-- DATA ROWS --
----

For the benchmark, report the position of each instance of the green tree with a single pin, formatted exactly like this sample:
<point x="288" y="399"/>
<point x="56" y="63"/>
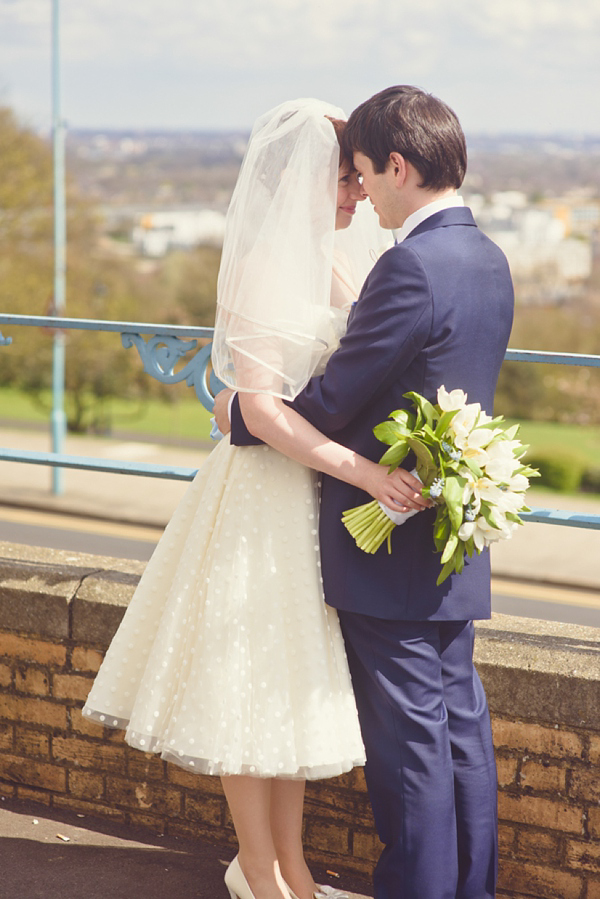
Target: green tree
<point x="98" y="286"/>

----

-- TASK DETAILS --
Copy every item above word for word, omitting the pictures.

-- PROBLEM SOLUTION --
For the benchmark, report the position of each instance of the green tree with a single pin, formatted exactly like this sample:
<point x="288" y="399"/>
<point x="56" y="63"/>
Target: green tree
<point x="98" y="286"/>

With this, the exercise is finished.